Extracted text.
begin
Talk:Alexander duality

Untitled[edit]

this had two errors of substance; if you're going to (partially) revert then be aware of them. First, it is patently false that removing a point from the complement of a compact set in the sphere or euclidean space does not alter its homotopy type or homology/cohomology groups. Second (because of that) the statement was incorrect. An example is furnished by the 1 dimensional line and the point. According to the previous version, we have the reduced homology of the point (0) equal to the reduced cohomology of two intervals (which is the ground ring). —Preceding unsigned comment added by 71.190.4.212 (talk) 01:51, 14 August 2009 (UTC)[reply]

I shall certainly check the statement in Spanier's book. The article as it stands has no reference of any sort, which is unsatisfactory. Removing the reference to Spanier isn't therefore best practice. Charles Matthews (talk) 07:13, 14 August 2009 (UTC)[reply]

Duality without local contracibility

In the "mordern treatment" section, it is written "Note that we can drop "local contractibility" as part of the hypothesis, if we use Čech cohomology, which is designed to deal with local pathologies."

My question is what homology theory do you use in this case- would it be strong homology?

143.210.42.231 (talk) 14:40, 3 October 2011 (UTC)[reply]

Erroneous statement[edit]

One sentence reads as follows, supposedly as an example of Alexander-Whitehead duality:

"For example the Clifford torus construction in the 3-sphere shows that the complement of a solid torus is another solid torus; which will be open if the other is closed, but this doesn't affect its homology."

This construction shows no such thing, because the claim that "the complement of a solid torus [in the 3-sphere is another solid torus" is false! (For example, consider the complement of a knotted torus.)
end
Given exercise 1.
Reproduce the talk page passage starting with "This construction shows" and going on through "a knotted torus.)", changing the word "knotted" to "trefoil".
The talk page and the listing come from unrelated sources.

(Stored data)
begin
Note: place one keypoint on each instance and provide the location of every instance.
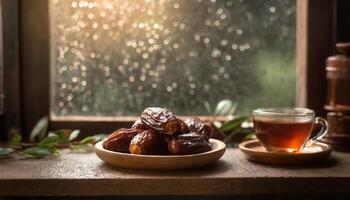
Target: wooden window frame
(315, 42)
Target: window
(40, 82)
(116, 57)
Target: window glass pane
(116, 57)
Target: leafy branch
(229, 126)
(46, 143)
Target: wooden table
(83, 174)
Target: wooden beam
(315, 42)
(35, 61)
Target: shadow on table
(218, 167)
(328, 163)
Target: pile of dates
(159, 132)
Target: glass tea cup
(287, 130)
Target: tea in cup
(287, 130)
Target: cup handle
(321, 133)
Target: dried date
(148, 142)
(120, 140)
(182, 127)
(197, 126)
(189, 143)
(139, 125)
(160, 119)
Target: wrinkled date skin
(188, 143)
(182, 127)
(160, 119)
(196, 125)
(139, 125)
(120, 140)
(148, 142)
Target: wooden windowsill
(83, 174)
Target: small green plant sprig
(229, 126)
(44, 143)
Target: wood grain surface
(84, 174)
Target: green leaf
(233, 109)
(6, 151)
(208, 107)
(39, 129)
(99, 137)
(38, 151)
(82, 147)
(217, 124)
(223, 108)
(233, 124)
(74, 135)
(49, 141)
(15, 139)
(86, 140)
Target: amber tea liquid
(282, 135)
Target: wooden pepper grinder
(338, 102)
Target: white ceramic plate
(166, 162)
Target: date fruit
(148, 142)
(197, 126)
(160, 119)
(120, 140)
(182, 127)
(189, 143)
(139, 125)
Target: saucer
(161, 162)
(254, 151)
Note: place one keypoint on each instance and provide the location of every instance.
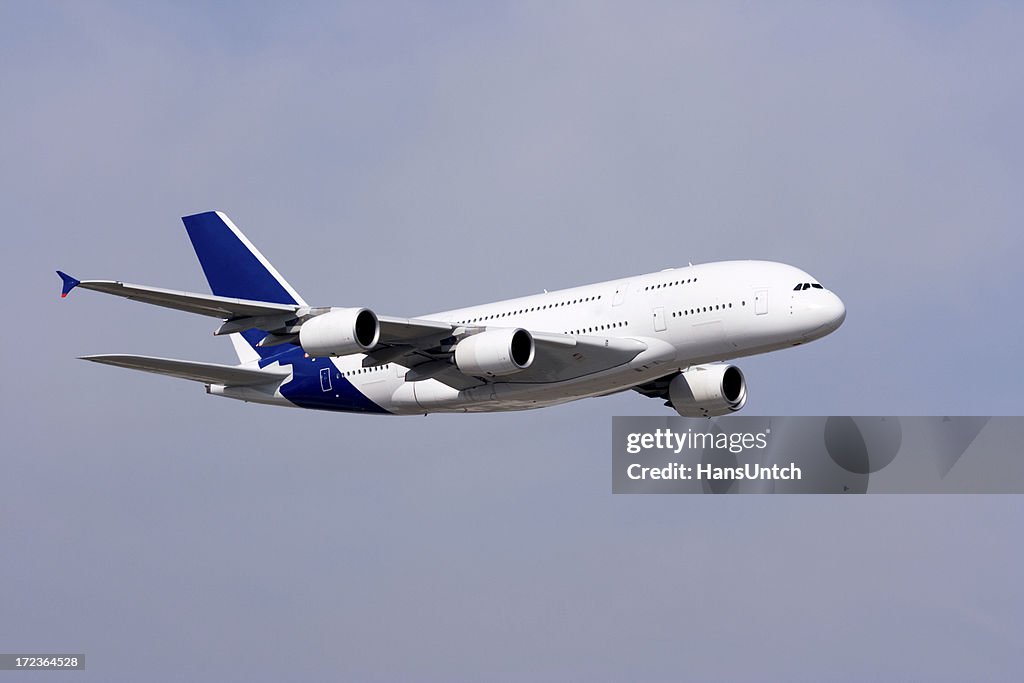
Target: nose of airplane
(827, 313)
(836, 310)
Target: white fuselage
(686, 316)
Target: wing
(424, 346)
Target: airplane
(665, 335)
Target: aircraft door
(760, 301)
(620, 294)
(659, 319)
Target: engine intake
(495, 352)
(340, 332)
(705, 391)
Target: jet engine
(495, 352)
(340, 332)
(705, 391)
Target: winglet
(69, 284)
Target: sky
(418, 157)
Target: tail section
(233, 267)
(231, 264)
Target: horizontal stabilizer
(208, 373)
(204, 304)
(69, 284)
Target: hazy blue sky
(426, 156)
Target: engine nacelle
(495, 352)
(705, 391)
(340, 332)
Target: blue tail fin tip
(69, 283)
(233, 267)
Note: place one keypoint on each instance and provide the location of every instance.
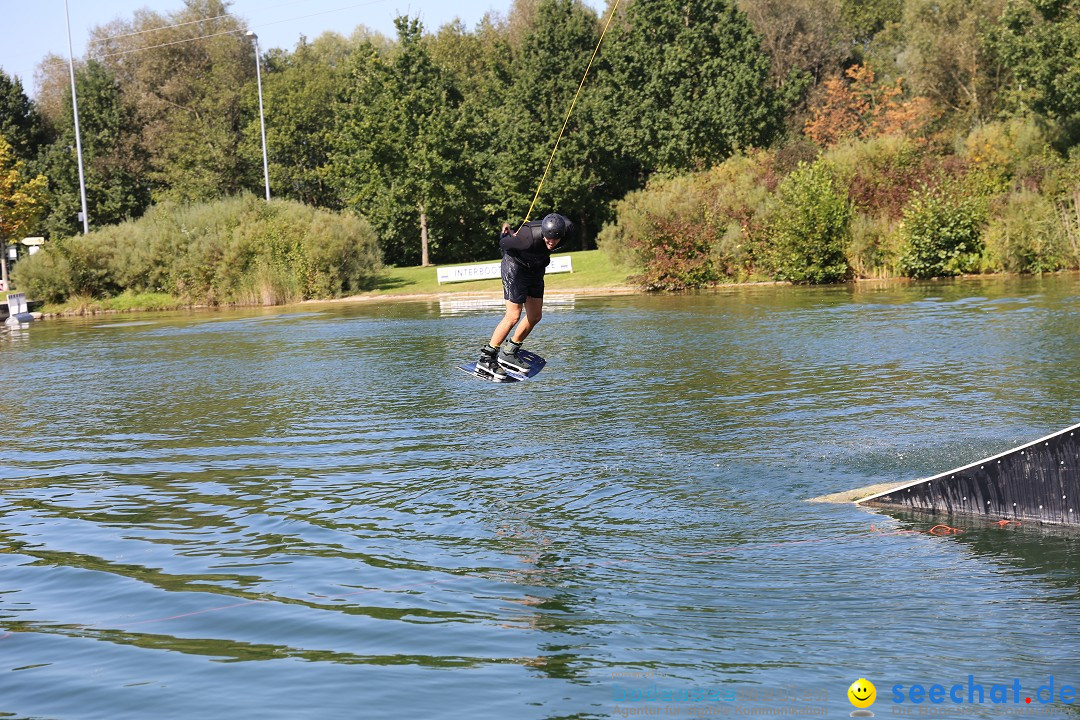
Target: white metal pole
end
Given exercise 2.
Find every line of the listing that contains the word "tail" and copy each of those lines.

Task result 1.
This construction shows no such thing, because the claim that "the complement of a solid torus [in the 3-sphere is another solid torus" is false! (For example, consider the complement of a trefoil torus.)

Task result 2.
Target: tail section
Target: blue tail fin tip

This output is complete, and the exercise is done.